STATED GOAL:
Pull out every line of the entries below that contains the word "decoration".

Entries excerpted from a collection

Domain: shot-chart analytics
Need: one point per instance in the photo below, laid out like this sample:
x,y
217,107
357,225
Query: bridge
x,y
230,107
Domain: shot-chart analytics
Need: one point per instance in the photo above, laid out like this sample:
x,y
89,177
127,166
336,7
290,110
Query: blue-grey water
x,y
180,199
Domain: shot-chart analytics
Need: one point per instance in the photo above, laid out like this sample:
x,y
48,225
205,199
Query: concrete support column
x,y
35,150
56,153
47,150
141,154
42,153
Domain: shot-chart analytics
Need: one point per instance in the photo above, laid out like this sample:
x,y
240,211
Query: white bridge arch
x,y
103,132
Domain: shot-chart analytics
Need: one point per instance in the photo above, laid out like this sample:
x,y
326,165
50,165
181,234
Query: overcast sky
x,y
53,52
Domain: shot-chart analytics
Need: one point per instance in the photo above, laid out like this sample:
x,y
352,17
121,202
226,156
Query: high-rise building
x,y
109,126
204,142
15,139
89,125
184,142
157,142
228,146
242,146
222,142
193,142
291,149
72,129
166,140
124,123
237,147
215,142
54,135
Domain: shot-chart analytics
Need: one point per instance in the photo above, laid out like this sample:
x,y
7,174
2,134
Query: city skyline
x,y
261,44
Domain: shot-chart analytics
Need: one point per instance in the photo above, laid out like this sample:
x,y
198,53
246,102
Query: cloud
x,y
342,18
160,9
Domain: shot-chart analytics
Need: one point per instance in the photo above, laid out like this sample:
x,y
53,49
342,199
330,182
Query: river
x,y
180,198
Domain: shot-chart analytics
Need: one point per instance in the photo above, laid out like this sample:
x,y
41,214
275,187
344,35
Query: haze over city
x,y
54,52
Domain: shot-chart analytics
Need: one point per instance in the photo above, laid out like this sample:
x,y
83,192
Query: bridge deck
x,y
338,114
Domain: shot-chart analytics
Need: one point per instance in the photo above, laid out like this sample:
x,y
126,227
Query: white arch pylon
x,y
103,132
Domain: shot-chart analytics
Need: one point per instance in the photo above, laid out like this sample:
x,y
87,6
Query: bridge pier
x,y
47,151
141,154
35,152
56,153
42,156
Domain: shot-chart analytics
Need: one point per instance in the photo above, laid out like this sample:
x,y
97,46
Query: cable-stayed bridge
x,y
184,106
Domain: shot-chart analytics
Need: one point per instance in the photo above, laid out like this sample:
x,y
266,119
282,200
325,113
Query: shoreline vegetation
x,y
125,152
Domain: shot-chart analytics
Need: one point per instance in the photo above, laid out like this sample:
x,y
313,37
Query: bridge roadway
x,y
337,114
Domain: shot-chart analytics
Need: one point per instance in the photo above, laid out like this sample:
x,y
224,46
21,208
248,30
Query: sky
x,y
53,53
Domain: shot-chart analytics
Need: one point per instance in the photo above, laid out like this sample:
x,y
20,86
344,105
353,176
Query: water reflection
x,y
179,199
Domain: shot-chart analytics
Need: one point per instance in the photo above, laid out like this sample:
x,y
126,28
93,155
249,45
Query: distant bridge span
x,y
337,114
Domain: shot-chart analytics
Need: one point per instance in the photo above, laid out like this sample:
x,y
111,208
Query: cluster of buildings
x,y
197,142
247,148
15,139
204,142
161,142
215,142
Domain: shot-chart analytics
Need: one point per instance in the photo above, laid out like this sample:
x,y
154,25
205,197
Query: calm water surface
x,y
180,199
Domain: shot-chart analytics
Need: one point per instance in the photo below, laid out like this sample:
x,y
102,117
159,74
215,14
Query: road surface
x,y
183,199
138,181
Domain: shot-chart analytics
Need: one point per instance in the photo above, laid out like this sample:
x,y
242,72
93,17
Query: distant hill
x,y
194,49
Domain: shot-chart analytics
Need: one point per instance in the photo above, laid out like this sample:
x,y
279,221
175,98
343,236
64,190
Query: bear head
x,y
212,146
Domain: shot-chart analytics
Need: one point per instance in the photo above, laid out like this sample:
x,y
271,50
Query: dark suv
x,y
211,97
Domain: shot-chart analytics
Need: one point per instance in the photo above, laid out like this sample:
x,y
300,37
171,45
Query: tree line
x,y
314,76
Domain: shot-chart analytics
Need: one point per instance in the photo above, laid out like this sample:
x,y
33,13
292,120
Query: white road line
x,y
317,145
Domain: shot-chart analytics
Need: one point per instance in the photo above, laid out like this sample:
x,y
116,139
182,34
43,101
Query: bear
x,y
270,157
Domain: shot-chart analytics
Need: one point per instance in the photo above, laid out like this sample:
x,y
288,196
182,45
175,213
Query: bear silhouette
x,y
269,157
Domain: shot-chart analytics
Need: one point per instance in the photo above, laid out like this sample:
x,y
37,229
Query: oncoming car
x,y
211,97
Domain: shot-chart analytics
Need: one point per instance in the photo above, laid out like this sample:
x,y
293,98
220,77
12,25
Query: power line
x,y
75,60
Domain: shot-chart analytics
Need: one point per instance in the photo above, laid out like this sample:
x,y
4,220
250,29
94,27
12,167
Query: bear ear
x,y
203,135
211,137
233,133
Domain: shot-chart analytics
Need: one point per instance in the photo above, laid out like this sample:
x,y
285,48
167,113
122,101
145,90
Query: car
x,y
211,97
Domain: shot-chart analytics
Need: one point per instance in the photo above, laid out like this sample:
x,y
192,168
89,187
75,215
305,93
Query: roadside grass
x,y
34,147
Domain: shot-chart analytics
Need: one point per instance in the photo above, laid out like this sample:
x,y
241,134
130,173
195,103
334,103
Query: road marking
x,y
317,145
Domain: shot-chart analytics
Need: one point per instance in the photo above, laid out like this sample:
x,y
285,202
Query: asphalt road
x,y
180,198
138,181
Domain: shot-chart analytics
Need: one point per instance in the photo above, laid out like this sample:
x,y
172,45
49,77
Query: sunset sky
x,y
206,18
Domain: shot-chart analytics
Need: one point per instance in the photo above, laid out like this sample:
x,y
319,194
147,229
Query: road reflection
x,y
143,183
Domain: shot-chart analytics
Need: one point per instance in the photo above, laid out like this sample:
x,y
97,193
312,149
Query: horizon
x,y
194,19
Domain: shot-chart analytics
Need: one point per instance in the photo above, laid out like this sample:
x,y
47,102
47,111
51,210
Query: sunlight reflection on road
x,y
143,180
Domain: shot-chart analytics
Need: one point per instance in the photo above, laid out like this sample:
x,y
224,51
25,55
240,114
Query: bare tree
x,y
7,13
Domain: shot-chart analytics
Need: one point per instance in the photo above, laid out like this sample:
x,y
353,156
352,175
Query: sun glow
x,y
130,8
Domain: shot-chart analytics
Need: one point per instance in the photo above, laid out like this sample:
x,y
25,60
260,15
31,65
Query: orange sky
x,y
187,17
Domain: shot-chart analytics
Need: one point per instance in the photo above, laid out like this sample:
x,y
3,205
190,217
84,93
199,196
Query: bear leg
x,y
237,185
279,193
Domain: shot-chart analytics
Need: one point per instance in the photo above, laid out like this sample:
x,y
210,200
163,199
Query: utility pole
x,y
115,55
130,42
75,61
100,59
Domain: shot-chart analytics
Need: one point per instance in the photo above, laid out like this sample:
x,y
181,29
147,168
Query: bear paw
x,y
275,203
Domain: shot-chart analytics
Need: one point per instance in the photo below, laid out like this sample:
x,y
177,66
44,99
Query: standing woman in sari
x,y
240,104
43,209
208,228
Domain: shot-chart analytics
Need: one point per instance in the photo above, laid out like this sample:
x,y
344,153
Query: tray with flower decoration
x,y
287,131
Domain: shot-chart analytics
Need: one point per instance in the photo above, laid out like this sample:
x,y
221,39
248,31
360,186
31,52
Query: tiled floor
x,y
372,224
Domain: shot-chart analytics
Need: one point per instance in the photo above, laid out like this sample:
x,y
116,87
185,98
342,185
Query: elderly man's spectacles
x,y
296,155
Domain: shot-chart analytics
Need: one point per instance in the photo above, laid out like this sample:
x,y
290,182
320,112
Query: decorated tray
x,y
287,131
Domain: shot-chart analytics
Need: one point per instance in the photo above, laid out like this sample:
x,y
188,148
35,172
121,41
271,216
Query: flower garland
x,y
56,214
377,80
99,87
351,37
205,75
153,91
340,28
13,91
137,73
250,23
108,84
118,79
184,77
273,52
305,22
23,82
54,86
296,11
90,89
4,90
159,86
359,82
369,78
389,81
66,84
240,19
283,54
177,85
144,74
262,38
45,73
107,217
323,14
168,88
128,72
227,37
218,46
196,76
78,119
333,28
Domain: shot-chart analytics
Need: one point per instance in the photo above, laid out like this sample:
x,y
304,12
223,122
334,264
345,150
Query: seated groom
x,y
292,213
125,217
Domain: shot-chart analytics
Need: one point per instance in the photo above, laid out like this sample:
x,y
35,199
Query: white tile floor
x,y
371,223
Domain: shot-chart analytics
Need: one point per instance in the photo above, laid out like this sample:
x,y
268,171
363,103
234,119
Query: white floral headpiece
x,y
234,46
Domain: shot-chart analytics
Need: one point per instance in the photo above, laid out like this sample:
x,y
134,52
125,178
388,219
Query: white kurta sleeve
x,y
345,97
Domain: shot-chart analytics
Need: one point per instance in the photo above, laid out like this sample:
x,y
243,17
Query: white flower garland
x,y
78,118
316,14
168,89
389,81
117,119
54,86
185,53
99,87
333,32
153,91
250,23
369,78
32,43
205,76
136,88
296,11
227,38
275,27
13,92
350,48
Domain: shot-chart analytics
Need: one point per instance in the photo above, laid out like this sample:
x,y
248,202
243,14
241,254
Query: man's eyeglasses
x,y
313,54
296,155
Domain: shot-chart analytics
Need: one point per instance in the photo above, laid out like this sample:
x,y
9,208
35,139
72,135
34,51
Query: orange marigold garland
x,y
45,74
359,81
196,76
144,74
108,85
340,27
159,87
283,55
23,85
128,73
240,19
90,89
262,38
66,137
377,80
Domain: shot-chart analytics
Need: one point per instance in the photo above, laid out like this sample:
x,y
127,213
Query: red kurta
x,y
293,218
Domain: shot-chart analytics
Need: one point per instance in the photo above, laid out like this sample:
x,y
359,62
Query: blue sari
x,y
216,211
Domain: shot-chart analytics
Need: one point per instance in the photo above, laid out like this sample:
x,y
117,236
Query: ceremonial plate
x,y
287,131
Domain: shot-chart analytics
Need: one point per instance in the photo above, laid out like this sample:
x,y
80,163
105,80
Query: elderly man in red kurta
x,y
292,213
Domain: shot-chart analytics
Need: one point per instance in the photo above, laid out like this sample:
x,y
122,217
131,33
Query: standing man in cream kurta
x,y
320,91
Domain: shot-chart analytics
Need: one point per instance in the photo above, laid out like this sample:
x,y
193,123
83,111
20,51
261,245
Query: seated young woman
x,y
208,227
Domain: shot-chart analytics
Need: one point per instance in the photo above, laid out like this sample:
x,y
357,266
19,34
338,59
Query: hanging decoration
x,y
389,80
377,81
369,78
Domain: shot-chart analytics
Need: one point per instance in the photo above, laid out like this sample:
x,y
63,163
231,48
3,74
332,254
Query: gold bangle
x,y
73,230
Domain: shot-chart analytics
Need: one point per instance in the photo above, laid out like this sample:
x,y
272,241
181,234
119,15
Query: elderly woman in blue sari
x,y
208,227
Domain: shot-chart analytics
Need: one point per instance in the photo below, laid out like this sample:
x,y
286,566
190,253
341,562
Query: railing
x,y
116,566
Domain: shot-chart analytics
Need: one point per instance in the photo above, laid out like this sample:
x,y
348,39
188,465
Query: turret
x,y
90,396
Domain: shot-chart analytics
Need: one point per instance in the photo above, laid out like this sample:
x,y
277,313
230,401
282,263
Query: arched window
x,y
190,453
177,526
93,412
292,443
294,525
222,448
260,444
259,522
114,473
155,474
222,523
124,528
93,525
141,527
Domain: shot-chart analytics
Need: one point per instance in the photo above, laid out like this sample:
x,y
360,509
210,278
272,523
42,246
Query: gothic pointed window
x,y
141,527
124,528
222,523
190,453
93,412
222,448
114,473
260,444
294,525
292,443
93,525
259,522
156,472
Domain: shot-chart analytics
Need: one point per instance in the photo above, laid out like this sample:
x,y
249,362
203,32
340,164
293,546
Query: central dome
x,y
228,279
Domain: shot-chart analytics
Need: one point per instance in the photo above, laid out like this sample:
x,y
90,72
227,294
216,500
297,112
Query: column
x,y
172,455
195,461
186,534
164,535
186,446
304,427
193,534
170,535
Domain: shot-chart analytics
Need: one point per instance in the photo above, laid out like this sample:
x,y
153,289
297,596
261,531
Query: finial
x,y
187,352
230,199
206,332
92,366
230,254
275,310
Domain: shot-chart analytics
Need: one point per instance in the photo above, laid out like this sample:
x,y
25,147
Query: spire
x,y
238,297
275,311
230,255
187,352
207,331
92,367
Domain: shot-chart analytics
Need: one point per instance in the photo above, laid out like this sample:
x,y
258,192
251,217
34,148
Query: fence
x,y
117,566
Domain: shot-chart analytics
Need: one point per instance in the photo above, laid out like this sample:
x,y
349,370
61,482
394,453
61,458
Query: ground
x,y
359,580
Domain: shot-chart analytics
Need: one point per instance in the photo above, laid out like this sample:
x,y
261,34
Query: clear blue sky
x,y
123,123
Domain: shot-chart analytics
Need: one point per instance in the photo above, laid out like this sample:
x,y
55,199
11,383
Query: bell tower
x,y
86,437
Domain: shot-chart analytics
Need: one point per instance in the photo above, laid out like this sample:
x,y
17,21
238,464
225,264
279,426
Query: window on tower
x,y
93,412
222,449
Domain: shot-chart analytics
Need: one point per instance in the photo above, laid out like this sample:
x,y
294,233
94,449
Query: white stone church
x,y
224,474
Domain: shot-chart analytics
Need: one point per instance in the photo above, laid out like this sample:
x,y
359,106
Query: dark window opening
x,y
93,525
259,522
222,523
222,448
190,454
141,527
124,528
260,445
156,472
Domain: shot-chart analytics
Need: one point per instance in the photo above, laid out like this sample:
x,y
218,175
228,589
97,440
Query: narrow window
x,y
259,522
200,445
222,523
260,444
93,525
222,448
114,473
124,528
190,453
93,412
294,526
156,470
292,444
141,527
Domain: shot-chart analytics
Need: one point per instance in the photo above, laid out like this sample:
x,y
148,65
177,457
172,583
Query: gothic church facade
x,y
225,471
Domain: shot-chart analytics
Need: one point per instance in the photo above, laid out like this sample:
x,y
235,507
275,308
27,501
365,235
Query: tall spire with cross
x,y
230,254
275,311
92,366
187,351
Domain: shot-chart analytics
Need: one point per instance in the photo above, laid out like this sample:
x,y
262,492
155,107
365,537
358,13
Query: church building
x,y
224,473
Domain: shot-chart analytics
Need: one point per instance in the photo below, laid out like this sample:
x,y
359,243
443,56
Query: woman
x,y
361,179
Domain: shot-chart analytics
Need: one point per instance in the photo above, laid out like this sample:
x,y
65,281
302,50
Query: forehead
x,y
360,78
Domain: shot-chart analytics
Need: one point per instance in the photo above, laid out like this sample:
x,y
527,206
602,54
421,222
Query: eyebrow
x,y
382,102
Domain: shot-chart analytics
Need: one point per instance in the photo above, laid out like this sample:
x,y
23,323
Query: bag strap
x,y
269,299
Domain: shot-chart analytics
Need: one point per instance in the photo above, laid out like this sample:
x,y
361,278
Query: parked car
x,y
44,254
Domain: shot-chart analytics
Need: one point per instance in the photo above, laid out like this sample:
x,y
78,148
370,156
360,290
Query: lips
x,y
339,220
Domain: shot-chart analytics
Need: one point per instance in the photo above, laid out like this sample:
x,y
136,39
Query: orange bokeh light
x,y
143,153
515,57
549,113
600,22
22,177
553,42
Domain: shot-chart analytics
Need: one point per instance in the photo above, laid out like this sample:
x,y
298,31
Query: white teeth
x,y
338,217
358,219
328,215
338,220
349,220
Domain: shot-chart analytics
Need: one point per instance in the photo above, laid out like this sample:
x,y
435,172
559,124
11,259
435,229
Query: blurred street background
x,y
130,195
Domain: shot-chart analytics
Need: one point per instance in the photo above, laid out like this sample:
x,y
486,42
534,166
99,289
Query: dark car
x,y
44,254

CORRECT OUTPUT:
Query: tray with flower decoration
Query: hanging decoration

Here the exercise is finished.